─── INPUT FOR THIS TASK

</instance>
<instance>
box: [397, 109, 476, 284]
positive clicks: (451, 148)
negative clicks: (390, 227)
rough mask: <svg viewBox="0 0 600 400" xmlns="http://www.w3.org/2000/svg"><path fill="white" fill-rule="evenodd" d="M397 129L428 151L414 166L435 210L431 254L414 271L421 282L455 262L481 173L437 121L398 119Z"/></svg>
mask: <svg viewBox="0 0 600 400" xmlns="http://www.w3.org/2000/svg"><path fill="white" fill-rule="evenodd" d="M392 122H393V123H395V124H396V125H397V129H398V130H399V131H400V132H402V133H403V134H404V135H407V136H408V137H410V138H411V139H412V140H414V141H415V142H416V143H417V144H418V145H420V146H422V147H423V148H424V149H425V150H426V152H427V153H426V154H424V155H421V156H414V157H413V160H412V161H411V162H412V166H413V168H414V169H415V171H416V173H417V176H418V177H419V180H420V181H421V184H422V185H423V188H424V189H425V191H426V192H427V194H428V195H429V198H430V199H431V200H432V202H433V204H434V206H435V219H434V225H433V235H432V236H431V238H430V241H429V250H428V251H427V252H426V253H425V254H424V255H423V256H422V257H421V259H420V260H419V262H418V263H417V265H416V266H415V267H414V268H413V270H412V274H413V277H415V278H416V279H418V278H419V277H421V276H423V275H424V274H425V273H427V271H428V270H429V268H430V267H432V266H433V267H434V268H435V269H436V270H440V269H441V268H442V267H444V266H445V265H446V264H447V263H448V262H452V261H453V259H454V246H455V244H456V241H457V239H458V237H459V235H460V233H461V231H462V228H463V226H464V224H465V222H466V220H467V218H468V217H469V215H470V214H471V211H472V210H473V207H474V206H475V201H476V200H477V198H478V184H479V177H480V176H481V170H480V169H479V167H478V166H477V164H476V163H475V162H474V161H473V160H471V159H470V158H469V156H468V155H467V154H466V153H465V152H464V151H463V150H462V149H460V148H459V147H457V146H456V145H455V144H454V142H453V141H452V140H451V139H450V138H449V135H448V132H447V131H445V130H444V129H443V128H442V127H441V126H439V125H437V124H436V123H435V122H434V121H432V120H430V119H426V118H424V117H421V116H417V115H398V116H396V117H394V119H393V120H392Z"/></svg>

──────

» **THE TASK**
Please retype the data exactly as it stands, from its first line down to the line that contains "negative clicks: (390, 227)", then stop.

» **RESULT**
</instance>
<instance>
box: [397, 109, 476, 284]
positive clicks: (451, 148)
negative clicks: (390, 227)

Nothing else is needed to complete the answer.